**WRITTEN PROBLEM:** Copy everything from the line containing "I'd really appreciate it if you could find the high visibility" down to the line containing "[260,272,280,283]", substituting "safety vest" for "high visibility vest" and leaving the rest unchanged.

**RECORDS SHOWN:**
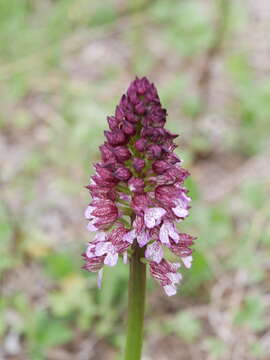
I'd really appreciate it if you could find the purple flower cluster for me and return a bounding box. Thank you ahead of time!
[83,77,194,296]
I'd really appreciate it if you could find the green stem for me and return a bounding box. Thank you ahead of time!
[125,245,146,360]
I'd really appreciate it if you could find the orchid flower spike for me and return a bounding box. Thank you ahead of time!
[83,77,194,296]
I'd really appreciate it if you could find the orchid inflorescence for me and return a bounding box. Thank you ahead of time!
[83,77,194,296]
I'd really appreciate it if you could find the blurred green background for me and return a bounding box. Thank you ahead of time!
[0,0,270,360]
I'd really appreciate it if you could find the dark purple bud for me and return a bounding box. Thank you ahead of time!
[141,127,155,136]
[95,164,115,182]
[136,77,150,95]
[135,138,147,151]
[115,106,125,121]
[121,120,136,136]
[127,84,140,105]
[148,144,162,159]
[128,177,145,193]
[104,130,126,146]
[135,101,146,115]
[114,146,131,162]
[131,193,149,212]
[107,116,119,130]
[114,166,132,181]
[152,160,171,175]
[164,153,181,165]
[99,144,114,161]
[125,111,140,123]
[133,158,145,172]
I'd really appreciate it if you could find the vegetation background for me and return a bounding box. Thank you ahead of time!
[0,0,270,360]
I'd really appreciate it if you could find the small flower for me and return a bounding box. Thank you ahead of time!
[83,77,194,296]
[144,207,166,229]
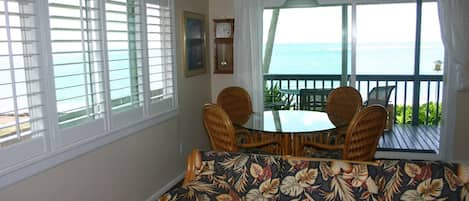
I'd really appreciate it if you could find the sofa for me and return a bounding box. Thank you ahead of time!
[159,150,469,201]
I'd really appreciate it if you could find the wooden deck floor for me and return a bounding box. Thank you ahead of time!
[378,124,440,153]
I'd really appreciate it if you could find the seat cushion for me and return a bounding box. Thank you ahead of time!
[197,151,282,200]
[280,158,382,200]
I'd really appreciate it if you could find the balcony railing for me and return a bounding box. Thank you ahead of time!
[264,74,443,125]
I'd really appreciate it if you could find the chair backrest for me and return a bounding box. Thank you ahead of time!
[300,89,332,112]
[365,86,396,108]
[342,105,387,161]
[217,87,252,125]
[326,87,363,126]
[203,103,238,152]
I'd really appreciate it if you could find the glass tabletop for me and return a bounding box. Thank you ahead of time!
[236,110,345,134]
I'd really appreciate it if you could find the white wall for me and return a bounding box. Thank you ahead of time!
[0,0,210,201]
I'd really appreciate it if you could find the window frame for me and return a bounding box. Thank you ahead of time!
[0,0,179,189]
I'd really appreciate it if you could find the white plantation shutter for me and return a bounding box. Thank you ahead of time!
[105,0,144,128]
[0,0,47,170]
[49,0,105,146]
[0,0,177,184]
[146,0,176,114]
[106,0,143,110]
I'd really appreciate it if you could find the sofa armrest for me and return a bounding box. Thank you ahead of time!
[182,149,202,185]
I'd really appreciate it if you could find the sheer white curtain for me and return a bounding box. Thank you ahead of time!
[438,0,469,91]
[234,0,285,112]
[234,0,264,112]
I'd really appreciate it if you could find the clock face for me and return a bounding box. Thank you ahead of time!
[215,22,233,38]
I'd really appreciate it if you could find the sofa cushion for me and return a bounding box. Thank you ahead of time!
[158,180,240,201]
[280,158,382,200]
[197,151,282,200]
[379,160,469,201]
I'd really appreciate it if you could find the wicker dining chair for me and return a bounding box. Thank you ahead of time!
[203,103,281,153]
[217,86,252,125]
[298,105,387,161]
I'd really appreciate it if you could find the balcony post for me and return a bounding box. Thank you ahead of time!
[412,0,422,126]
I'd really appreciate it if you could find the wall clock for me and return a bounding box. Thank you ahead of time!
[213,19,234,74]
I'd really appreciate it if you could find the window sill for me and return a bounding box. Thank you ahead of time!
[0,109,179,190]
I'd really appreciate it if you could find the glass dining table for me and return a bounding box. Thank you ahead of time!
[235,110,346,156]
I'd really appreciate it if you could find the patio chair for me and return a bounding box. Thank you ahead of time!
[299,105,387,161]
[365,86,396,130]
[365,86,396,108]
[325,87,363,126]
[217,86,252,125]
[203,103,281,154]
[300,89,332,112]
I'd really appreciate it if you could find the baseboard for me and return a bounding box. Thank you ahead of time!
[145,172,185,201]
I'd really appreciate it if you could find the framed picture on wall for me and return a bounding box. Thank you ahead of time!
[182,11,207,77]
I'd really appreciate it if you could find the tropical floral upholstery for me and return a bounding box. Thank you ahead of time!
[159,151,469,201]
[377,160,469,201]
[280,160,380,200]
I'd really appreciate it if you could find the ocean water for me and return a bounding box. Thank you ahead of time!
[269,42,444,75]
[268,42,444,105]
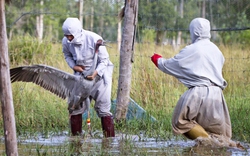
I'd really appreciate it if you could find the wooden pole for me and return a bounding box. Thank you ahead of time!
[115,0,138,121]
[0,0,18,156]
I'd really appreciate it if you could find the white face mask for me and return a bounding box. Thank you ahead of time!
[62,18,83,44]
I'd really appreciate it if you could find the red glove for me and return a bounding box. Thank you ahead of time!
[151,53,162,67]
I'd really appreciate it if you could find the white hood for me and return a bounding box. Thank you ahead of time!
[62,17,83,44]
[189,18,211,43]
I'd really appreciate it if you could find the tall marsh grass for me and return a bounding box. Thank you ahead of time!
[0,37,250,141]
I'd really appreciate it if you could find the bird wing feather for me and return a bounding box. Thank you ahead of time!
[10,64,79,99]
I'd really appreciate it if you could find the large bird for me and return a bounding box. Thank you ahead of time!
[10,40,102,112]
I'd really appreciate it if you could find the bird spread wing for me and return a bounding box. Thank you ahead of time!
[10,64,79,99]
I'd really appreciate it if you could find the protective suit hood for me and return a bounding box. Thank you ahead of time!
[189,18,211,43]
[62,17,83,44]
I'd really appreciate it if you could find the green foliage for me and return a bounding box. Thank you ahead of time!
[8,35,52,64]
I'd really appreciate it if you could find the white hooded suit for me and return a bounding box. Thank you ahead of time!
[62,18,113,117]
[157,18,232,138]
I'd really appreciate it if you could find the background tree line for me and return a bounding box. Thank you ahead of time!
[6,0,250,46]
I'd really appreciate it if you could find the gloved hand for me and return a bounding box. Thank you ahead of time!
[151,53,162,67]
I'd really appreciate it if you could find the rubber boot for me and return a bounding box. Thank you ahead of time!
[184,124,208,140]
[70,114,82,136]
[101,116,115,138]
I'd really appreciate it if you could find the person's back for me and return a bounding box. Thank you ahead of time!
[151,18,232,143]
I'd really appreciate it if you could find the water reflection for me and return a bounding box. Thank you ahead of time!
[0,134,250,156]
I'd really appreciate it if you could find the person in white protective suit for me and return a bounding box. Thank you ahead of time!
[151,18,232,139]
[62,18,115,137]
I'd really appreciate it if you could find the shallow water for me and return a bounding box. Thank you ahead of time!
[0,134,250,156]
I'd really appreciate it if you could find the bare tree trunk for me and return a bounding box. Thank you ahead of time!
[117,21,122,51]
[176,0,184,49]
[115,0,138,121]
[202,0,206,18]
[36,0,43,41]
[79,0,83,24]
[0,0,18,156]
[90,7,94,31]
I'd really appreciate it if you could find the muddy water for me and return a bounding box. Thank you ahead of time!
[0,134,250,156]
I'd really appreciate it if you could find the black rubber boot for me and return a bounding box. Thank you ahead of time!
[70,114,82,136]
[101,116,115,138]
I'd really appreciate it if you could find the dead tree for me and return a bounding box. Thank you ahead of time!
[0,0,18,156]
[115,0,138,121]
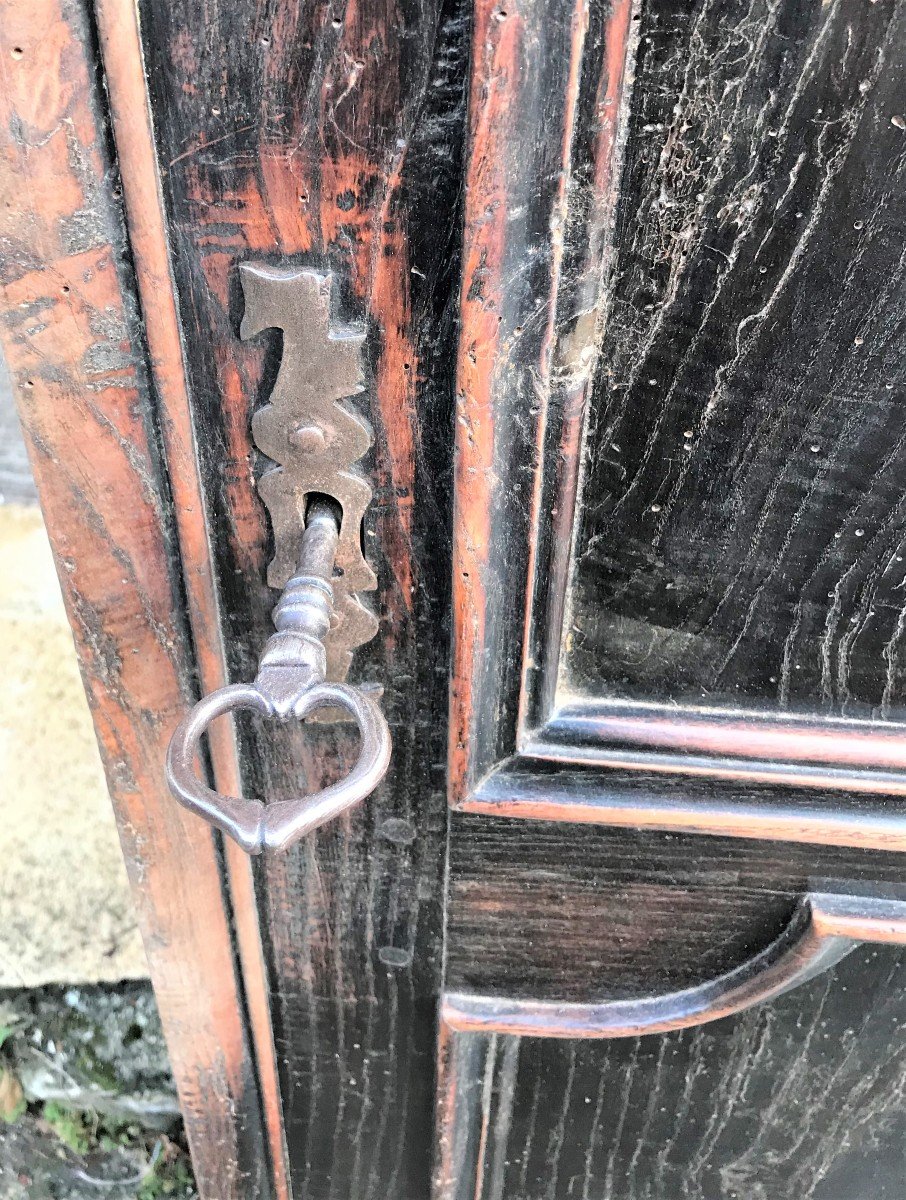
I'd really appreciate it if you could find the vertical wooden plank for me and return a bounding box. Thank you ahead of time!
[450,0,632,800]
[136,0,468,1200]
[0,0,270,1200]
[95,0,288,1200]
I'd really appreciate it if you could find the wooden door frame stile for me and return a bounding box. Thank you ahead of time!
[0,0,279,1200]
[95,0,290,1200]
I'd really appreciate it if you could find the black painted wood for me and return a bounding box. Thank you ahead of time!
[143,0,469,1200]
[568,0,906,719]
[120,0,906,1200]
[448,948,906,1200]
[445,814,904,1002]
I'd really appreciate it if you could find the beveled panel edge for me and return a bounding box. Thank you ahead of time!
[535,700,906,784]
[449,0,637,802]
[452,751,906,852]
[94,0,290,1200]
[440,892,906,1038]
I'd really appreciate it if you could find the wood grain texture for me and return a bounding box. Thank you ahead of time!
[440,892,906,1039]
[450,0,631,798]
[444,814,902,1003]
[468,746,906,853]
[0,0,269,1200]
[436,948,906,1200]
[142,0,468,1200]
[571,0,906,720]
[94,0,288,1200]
...
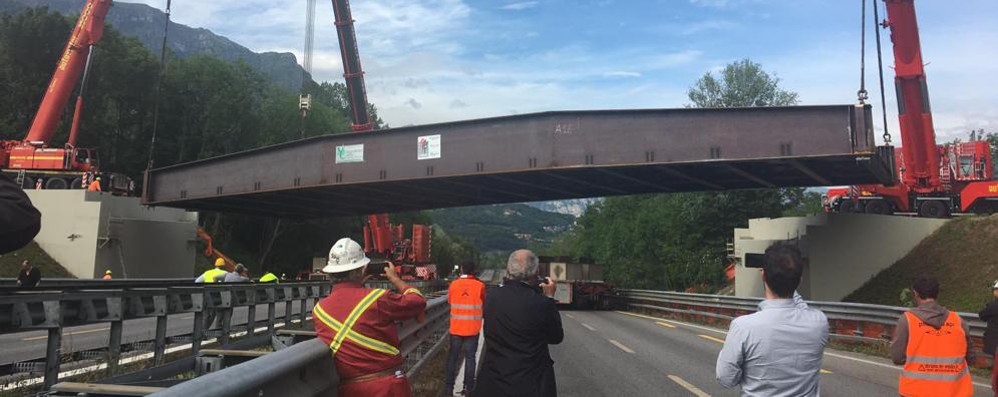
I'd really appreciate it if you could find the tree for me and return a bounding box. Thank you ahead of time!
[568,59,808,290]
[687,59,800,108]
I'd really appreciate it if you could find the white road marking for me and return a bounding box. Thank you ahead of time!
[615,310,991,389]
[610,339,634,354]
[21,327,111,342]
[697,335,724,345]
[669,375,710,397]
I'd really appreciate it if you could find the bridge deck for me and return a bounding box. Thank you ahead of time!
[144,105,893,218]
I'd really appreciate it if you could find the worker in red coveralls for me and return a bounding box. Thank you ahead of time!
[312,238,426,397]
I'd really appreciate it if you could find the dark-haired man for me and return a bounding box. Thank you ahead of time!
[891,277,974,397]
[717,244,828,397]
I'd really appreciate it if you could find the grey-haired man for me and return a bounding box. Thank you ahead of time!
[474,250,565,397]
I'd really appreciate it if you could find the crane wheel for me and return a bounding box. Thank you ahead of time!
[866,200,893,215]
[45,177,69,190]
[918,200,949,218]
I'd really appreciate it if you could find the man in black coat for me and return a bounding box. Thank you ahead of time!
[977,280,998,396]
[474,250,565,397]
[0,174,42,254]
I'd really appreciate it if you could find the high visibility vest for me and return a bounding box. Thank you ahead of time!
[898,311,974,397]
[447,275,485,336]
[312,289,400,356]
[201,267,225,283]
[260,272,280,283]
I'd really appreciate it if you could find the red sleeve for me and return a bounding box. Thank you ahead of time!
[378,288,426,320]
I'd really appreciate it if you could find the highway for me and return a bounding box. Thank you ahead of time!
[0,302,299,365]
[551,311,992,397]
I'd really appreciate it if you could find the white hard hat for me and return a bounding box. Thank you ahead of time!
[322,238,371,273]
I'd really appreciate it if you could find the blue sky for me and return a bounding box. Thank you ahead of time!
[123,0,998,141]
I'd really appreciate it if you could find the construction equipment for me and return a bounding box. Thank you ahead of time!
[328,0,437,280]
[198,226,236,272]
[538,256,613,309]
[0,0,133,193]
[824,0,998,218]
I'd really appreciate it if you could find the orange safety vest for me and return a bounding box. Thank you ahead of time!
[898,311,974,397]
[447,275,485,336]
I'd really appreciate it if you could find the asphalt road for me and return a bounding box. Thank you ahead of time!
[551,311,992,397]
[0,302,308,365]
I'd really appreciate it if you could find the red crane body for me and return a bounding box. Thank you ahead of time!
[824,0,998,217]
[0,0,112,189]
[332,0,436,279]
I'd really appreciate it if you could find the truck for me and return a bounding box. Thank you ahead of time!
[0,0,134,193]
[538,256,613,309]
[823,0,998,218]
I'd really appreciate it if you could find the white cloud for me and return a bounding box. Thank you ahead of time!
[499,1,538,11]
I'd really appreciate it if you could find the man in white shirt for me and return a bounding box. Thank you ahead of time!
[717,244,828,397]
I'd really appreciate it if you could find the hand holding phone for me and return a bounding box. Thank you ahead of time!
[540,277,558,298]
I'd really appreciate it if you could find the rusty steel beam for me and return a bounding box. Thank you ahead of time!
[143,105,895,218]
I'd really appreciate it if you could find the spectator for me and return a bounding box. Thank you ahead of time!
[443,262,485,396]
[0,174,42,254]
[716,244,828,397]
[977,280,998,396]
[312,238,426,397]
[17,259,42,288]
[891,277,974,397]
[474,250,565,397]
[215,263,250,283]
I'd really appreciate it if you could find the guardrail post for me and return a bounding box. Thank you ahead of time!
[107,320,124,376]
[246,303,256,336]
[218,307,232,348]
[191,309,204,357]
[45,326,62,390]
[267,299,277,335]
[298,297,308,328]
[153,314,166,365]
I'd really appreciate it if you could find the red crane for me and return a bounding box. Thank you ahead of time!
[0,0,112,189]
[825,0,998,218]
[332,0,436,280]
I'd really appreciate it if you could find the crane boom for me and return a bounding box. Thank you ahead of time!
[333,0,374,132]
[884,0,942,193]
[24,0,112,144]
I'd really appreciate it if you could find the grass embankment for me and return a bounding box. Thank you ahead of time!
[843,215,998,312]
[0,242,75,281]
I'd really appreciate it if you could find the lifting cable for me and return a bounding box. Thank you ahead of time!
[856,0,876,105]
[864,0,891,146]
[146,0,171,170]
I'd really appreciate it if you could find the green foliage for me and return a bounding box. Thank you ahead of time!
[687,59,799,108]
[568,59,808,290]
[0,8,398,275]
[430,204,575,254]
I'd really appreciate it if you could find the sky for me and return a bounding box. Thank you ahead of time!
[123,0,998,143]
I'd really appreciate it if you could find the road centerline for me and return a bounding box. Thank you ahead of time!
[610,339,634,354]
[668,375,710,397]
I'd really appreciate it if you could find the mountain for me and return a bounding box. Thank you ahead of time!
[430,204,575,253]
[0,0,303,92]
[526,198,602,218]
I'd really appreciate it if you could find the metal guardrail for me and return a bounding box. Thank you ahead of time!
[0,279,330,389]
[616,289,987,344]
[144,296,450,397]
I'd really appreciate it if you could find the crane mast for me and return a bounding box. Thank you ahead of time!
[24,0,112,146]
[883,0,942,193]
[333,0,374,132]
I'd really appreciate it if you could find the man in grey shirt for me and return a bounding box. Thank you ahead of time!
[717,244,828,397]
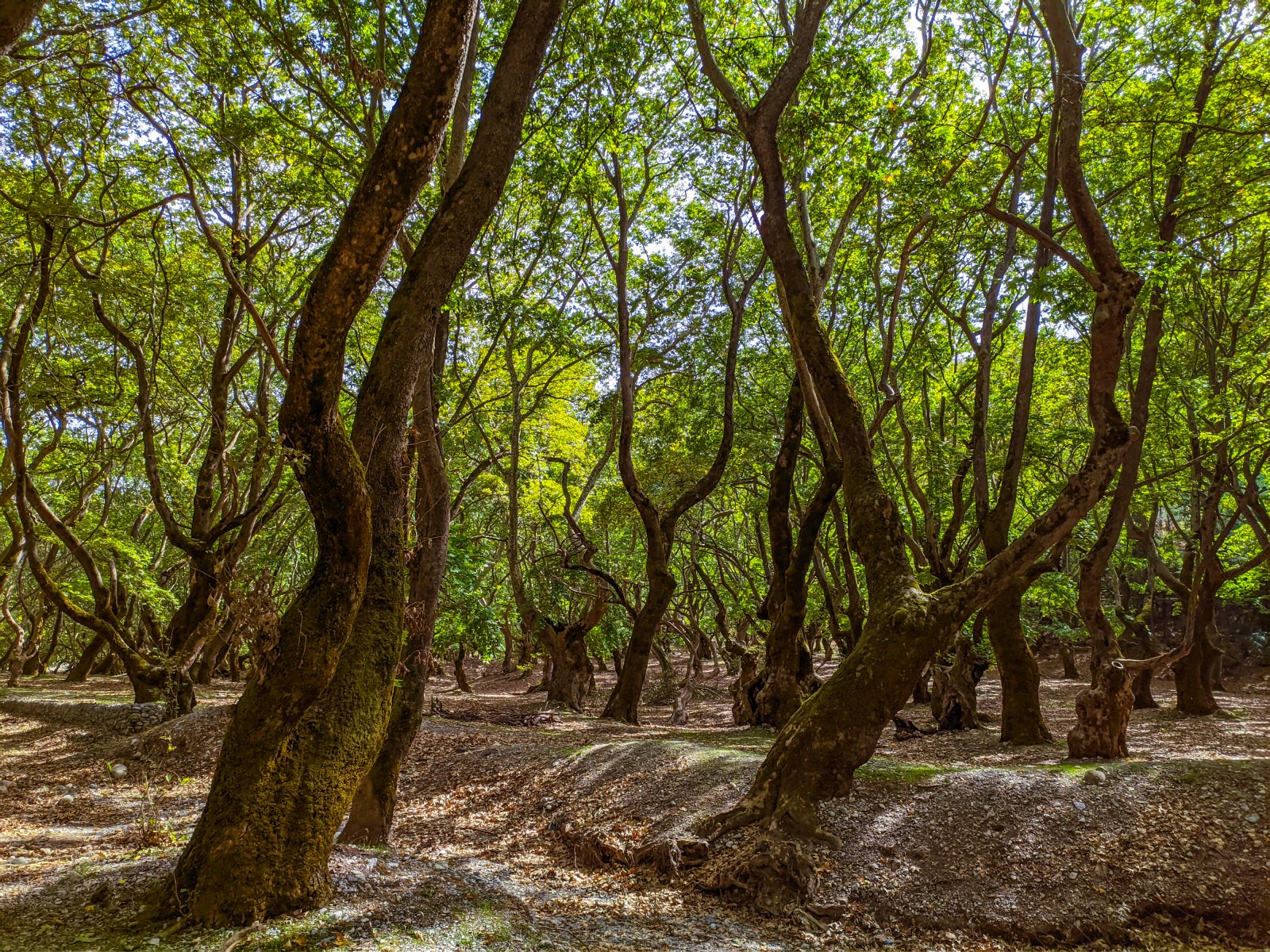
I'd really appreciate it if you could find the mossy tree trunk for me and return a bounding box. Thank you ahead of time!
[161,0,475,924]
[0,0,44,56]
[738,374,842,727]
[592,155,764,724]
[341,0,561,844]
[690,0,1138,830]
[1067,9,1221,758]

**WRITTEN REPLY:**
I'd really appreciate it if you could find the safety vest for me and return a bounding box. Thank you ahead of time!
[898,311,974,397]
[447,275,485,336]
[312,289,400,356]
[201,267,225,283]
[260,272,280,283]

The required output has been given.